Restituisci tutte le righe delle voci in cui compare la parola "knit".

┏━━

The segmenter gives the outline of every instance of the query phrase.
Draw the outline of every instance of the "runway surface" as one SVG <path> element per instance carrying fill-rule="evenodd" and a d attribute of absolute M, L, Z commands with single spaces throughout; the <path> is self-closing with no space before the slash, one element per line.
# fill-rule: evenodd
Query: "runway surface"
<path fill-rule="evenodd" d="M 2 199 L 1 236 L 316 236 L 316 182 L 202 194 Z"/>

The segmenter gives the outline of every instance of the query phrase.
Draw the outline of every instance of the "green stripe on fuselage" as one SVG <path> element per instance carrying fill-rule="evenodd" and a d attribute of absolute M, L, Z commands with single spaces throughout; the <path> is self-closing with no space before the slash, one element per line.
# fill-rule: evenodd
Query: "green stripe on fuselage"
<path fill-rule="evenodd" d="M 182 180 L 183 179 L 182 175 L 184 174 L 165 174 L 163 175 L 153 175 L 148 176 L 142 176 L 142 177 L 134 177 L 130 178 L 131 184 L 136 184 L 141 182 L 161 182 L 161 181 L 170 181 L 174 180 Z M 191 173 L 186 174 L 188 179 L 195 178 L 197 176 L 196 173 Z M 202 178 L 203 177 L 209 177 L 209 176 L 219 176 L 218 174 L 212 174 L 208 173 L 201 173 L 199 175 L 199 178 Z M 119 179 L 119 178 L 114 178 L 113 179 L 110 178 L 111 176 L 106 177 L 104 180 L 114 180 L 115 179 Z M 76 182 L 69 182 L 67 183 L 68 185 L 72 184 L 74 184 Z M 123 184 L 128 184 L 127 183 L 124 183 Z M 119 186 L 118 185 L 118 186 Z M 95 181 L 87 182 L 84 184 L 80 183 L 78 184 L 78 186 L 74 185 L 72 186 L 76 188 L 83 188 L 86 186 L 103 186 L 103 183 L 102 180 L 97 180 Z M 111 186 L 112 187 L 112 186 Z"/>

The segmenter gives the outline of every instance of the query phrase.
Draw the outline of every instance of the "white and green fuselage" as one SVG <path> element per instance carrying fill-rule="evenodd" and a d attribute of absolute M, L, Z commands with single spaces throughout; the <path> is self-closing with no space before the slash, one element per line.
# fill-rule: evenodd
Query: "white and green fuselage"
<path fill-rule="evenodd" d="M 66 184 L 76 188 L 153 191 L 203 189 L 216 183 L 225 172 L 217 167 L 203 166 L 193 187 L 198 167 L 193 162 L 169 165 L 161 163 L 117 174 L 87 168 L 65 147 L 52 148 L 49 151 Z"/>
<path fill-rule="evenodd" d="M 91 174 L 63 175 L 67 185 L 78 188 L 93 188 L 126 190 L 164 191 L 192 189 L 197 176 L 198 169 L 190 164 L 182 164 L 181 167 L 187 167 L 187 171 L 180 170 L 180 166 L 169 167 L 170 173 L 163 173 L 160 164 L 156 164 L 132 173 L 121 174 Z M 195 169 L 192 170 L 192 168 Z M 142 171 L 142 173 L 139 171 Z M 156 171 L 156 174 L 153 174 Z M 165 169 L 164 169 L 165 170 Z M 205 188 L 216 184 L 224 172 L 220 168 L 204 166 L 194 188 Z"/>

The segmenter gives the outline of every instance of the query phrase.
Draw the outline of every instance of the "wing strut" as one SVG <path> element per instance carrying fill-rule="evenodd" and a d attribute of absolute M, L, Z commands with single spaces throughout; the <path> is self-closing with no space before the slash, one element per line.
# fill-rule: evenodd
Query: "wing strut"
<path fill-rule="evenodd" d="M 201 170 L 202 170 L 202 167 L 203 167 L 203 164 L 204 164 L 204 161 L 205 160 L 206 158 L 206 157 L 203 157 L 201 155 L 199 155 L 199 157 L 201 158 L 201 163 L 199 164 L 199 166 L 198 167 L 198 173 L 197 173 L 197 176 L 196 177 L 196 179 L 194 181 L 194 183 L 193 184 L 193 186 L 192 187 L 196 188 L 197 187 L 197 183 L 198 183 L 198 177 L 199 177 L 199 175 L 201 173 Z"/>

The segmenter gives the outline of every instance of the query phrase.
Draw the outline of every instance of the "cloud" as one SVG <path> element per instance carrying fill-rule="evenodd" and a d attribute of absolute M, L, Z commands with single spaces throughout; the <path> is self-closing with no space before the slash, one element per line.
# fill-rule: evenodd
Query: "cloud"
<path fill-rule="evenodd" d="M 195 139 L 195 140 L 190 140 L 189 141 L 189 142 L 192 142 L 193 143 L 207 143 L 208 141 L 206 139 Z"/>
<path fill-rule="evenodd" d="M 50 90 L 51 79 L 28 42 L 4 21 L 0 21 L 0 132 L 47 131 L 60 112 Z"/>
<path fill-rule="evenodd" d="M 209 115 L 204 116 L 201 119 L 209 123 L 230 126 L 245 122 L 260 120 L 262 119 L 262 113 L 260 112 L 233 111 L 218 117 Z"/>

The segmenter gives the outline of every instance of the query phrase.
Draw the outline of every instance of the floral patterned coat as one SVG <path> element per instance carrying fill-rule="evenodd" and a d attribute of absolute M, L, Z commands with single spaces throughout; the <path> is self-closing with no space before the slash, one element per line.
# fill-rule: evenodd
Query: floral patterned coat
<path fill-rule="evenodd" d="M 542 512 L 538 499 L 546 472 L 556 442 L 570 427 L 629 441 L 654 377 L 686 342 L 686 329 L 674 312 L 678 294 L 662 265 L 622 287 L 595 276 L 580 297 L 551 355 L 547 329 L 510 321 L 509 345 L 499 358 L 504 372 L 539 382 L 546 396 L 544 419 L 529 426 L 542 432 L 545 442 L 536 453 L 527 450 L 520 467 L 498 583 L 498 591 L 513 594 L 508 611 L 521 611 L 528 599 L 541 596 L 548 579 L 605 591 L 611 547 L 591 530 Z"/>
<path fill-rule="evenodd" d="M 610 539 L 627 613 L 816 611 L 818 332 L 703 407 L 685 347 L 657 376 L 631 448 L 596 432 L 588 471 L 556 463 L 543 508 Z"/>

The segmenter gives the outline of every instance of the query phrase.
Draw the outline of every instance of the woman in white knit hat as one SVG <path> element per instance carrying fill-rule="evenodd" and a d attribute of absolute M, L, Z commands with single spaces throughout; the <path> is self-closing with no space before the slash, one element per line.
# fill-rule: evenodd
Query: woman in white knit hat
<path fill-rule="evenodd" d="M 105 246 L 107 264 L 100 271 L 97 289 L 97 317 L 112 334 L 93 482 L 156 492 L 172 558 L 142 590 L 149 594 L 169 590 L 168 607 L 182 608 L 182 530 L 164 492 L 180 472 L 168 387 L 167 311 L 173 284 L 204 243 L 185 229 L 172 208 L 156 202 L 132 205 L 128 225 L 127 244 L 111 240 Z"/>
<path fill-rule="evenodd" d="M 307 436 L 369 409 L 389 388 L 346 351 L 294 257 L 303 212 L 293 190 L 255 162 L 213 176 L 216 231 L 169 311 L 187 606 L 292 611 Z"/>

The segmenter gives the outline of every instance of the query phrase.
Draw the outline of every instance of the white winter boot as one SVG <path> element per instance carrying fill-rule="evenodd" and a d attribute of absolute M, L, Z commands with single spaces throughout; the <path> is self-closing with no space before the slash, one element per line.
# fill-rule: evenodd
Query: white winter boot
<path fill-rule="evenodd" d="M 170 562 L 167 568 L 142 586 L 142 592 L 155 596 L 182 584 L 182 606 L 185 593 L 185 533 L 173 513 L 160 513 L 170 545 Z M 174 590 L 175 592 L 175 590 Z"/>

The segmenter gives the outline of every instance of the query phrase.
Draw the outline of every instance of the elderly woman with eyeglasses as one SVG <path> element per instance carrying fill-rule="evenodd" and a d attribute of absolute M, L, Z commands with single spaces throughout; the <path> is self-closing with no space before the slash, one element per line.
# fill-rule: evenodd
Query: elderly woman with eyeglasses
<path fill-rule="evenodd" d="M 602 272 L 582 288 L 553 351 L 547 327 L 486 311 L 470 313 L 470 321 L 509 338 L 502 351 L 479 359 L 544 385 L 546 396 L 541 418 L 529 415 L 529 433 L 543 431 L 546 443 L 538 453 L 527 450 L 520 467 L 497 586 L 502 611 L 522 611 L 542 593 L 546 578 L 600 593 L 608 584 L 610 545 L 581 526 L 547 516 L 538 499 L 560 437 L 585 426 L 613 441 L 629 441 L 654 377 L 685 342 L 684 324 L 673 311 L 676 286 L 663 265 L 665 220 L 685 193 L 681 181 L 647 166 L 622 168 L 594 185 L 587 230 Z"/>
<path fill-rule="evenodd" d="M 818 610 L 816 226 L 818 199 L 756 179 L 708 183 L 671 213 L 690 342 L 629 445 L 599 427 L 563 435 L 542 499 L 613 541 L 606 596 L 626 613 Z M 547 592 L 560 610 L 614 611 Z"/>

┗━━
┏━━

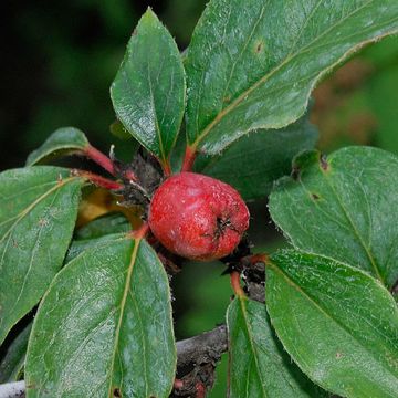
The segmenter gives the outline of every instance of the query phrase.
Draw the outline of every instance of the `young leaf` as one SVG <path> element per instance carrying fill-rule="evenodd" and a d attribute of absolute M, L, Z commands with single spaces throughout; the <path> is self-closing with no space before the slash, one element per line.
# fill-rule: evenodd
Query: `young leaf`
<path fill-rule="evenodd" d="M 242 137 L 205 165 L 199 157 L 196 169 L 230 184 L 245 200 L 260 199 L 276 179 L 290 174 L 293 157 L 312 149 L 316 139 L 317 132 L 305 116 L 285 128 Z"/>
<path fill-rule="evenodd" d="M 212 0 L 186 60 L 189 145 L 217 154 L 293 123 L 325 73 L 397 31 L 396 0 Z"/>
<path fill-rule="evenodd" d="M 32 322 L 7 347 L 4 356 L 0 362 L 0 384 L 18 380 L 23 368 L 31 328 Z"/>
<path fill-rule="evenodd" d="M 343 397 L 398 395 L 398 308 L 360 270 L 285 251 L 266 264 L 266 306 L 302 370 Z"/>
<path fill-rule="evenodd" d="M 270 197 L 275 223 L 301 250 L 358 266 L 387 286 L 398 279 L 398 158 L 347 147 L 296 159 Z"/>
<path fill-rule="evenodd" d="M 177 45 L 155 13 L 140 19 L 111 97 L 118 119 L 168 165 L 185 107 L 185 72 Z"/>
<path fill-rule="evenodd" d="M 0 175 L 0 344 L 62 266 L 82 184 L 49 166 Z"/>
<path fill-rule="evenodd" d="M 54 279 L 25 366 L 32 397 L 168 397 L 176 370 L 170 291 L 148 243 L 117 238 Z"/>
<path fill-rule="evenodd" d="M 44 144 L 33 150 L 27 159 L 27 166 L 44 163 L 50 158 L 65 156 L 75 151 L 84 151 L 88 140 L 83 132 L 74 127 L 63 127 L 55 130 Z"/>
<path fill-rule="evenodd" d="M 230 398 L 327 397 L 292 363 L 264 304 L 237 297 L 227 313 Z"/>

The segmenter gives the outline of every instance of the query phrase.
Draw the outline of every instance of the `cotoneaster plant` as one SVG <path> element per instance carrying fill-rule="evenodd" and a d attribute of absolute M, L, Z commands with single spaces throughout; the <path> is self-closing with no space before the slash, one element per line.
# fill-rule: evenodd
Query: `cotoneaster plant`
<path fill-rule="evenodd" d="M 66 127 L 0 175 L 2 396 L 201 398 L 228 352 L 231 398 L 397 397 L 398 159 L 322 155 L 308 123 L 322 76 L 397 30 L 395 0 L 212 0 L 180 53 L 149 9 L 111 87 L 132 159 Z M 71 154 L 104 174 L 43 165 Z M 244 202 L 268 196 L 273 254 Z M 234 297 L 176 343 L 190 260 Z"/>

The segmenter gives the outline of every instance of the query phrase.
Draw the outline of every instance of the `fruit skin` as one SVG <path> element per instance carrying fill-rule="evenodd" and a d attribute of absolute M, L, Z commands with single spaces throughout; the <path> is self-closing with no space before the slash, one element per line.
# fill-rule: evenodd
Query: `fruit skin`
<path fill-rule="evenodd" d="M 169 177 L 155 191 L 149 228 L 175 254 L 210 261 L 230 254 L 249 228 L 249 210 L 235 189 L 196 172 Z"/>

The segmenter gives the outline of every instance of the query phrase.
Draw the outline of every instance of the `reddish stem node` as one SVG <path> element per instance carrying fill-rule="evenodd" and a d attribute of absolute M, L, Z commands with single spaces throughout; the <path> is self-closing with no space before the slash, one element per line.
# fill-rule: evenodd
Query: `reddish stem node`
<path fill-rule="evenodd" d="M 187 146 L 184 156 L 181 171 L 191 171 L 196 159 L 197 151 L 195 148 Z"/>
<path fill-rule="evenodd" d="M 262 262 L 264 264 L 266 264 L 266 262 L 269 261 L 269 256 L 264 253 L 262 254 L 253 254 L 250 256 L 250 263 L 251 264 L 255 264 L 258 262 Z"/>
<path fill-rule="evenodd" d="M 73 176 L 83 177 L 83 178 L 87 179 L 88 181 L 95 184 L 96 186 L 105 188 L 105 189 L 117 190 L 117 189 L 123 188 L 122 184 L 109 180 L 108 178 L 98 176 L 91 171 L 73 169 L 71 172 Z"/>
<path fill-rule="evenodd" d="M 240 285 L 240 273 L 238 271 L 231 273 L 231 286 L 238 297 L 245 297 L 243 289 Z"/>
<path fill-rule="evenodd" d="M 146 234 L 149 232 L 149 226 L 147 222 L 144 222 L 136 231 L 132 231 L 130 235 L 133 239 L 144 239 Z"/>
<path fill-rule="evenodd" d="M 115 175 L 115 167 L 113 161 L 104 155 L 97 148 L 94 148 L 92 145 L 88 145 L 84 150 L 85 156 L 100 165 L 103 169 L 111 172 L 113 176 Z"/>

┗━━

**Risposta scritta:**
Draw the outline of every instance of the woman in white knit hat as one SVG <path> element per instance carrying fill-rule="evenodd" and a d attribute of absolute M, L, Z commands with single spaces throughout; the <path> is self-closing with no space before the slash, one element per line.
Query: woman in white knit hat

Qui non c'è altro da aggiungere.